▶ [Exercise details]:
Take the records below and extract, word for word, the lines from the one containing "If you could tag every instance of the snow slope" through the final line, inclusive. Omit pictures.

▶ [Source data]:

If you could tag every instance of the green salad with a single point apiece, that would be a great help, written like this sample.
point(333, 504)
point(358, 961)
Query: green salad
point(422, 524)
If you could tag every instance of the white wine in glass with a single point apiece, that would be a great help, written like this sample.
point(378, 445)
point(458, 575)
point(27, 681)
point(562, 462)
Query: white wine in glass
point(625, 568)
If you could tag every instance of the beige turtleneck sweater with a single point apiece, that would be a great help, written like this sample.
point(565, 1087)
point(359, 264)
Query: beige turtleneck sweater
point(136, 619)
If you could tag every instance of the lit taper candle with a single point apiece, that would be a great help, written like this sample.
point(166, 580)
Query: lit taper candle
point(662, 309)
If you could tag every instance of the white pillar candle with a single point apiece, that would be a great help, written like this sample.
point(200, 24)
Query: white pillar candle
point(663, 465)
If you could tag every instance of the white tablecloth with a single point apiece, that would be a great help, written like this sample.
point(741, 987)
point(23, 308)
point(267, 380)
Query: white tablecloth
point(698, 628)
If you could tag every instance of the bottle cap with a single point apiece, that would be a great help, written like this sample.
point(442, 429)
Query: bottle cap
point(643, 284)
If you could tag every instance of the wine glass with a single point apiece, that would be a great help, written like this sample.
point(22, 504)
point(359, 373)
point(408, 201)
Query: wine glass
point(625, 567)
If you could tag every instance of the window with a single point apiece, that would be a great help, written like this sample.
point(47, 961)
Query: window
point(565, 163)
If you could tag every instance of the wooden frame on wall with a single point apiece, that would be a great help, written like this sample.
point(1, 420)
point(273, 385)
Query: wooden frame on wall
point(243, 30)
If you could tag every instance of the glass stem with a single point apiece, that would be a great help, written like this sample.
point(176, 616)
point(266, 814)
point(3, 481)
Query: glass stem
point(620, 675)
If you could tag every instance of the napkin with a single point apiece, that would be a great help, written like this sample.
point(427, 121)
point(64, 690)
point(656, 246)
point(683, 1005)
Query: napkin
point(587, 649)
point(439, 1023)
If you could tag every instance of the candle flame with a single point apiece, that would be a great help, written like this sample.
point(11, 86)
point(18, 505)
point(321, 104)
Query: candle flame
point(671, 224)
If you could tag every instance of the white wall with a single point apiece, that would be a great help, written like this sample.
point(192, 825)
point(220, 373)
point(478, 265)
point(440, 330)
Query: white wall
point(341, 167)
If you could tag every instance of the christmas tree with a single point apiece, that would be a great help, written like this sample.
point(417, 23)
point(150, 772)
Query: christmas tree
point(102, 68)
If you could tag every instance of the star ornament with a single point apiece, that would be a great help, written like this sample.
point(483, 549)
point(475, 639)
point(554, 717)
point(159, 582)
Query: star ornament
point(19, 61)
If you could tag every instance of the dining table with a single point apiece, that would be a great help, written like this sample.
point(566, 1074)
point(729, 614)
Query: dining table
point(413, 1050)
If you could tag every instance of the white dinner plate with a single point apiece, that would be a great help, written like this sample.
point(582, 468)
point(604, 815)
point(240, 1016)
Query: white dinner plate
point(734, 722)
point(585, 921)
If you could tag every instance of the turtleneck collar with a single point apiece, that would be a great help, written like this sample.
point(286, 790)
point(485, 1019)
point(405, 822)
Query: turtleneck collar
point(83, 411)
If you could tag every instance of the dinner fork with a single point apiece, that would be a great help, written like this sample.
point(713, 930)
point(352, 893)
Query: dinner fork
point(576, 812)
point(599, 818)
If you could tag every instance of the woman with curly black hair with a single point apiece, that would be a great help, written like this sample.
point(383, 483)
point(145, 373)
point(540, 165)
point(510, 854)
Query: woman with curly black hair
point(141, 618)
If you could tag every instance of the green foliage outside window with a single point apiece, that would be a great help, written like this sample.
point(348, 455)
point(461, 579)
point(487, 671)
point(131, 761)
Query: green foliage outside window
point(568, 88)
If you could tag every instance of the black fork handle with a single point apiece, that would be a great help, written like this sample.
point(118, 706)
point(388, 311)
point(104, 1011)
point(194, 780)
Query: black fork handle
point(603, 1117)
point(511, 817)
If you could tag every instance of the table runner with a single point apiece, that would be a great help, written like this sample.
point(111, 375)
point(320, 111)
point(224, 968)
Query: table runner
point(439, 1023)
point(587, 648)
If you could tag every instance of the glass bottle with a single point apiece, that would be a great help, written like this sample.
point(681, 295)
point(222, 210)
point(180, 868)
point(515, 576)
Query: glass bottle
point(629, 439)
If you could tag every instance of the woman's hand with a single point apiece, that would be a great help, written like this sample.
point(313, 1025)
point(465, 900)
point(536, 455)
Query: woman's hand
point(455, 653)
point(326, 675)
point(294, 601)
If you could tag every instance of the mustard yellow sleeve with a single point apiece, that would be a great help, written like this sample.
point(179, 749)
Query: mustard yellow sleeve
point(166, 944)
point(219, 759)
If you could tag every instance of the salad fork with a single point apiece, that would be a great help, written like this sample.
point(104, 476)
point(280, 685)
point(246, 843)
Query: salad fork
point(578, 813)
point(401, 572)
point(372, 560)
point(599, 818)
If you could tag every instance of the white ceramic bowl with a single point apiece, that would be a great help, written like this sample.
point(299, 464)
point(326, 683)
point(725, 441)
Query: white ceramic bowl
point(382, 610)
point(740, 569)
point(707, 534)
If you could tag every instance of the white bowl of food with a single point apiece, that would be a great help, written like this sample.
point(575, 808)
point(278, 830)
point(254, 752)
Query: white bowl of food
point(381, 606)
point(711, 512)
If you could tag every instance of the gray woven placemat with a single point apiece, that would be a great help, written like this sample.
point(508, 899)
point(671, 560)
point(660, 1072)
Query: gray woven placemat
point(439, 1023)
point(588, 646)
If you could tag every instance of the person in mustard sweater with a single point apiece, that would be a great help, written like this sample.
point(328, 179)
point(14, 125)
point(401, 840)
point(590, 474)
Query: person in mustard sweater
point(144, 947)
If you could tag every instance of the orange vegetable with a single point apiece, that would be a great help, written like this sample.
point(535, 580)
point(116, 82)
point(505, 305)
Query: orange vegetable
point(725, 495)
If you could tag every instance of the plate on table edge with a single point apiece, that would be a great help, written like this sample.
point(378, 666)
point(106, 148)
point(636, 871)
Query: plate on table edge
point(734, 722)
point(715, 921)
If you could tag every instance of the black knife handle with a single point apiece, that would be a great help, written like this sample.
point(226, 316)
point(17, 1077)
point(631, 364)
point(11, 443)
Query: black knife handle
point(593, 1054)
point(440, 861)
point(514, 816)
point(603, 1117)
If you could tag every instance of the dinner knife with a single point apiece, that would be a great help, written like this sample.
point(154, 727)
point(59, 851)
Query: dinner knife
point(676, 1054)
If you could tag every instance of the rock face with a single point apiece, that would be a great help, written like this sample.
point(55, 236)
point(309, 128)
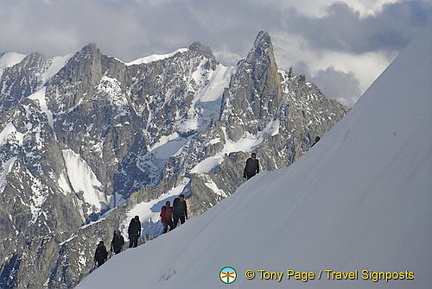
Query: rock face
point(87, 137)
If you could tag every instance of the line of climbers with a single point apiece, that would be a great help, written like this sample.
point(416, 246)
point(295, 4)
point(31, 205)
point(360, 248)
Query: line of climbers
point(170, 217)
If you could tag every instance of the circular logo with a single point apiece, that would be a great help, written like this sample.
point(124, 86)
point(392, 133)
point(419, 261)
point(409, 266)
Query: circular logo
point(227, 275)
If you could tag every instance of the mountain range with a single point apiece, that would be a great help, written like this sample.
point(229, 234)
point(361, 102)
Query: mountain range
point(353, 212)
point(87, 141)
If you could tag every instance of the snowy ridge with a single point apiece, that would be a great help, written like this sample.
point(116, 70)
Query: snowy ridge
point(10, 59)
point(359, 200)
point(155, 57)
point(82, 179)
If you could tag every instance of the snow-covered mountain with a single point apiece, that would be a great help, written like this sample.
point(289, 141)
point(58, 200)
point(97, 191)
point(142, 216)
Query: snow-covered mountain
point(87, 140)
point(359, 201)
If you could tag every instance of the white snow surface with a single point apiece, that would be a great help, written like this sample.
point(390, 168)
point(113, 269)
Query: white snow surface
point(58, 62)
point(155, 57)
point(9, 59)
point(358, 200)
point(82, 179)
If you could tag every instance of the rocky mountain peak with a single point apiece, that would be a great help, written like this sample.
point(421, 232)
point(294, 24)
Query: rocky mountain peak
point(262, 48)
point(102, 135)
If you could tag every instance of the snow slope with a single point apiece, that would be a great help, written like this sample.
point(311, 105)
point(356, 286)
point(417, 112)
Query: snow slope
point(359, 200)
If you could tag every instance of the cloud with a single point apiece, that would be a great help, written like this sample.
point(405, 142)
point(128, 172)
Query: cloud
point(344, 29)
point(325, 35)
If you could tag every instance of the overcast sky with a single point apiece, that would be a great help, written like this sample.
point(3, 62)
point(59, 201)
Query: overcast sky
point(342, 46)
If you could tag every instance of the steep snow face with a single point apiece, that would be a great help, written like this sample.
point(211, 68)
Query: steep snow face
point(10, 59)
point(155, 57)
point(83, 180)
point(359, 200)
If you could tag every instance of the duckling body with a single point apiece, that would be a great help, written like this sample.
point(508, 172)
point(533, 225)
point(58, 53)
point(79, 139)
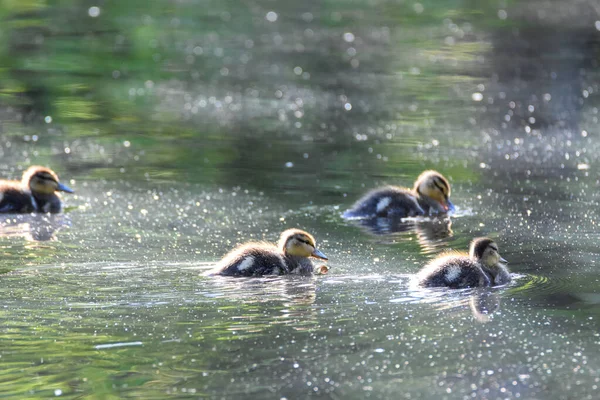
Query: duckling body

▶ [Exercise result]:
If you could tag every instance of the snow slope with a single point apiece, that would be a great help, written like this sample.
point(311, 105)
point(356, 286)
point(417, 112)
Query: snow slope
point(359, 200)
If you could tag every instance of the cloud with a single point apiece, that would be a great help, written like this sample.
point(405, 142)
point(128, 172)
Query: cloud
point(344, 29)
point(325, 35)
If you could tag every instance of the overcast sky with a single point apiece, that would be a great help, written like this sample.
point(3, 62)
point(59, 201)
Query: overcast sky
point(342, 46)
If you could tag every instance of the steep snow face with a single point apiece, that would be a great help, written like this sample.
point(211, 68)
Query: steep snow face
point(10, 59)
point(155, 57)
point(83, 180)
point(359, 200)
If you could tag every instance of the duckling body with a single point apiece, that would be a great help, written like this sample.
point(508, 172)
point(533, 225)
point(58, 53)
point(79, 139)
Query: duckling body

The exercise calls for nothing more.